- _Records for processing_:
=== Begin Enclosure ===

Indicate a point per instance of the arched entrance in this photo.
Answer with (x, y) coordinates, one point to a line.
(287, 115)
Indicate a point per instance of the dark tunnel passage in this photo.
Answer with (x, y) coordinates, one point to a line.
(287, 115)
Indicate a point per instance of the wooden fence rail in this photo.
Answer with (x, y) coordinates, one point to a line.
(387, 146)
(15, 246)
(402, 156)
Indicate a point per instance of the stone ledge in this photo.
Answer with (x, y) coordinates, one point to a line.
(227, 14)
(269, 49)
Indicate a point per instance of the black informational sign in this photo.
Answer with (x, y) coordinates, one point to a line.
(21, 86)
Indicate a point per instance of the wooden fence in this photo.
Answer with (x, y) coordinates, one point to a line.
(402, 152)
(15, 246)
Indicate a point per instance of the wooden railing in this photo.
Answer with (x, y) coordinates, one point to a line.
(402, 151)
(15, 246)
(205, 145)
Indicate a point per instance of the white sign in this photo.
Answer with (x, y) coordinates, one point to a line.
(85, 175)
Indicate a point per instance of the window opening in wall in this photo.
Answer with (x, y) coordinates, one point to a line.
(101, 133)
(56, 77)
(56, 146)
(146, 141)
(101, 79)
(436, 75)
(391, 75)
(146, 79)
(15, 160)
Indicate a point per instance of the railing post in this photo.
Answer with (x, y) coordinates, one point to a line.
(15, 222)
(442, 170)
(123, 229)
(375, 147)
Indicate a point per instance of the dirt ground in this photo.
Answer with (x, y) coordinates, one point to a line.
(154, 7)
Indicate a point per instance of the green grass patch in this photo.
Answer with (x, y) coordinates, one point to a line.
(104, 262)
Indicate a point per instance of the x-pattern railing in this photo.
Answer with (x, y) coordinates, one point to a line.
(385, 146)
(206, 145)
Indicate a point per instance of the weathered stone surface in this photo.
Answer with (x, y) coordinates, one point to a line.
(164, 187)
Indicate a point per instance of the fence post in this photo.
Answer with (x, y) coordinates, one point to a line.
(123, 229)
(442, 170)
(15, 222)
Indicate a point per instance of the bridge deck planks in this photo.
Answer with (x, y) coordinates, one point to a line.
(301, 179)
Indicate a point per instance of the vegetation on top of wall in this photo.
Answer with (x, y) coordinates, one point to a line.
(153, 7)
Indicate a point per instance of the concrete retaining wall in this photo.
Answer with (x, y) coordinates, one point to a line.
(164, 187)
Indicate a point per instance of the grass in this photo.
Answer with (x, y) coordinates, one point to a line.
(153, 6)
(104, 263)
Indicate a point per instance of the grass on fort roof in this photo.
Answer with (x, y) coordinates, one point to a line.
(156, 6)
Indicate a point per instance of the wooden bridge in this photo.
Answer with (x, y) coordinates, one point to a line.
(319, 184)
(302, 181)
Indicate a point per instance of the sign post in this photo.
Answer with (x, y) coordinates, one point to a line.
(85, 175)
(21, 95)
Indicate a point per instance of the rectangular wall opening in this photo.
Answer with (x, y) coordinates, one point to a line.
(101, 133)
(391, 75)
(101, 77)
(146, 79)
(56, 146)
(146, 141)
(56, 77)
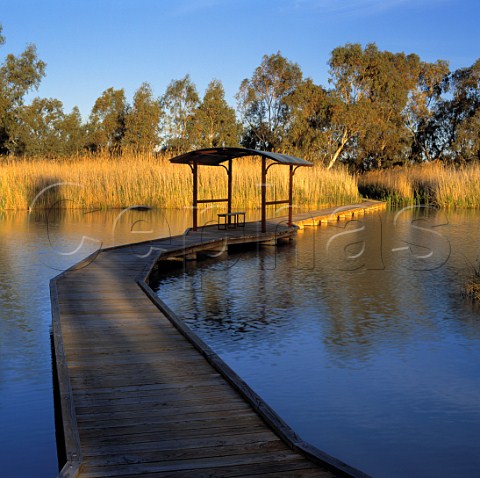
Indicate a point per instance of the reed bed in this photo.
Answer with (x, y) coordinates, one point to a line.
(437, 184)
(103, 182)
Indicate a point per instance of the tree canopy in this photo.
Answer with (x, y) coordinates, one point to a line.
(379, 109)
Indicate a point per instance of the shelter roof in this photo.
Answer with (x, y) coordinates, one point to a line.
(216, 156)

=== End Enclosure ===

- _Exercise requirements_: Look through the entries above and quote exactly the lines from the line with "Indicate a point per instance of the wooden bridge" to the line with "Indicate a point per instance of the rectangular", counting both of those lines.

- _Completed task_:
Indicate a point per instance of the wooden bridge in this photo.
Answer with (x, y) coordinates, one point to a line.
(319, 184)
(302, 181)
Indicate a point per instance of the sign post in this photo.
Answer with (x, y) coordinates, one point to a line.
(85, 175)
(21, 95)
Indicate a point per instance of the rectangular wall opening in this photo.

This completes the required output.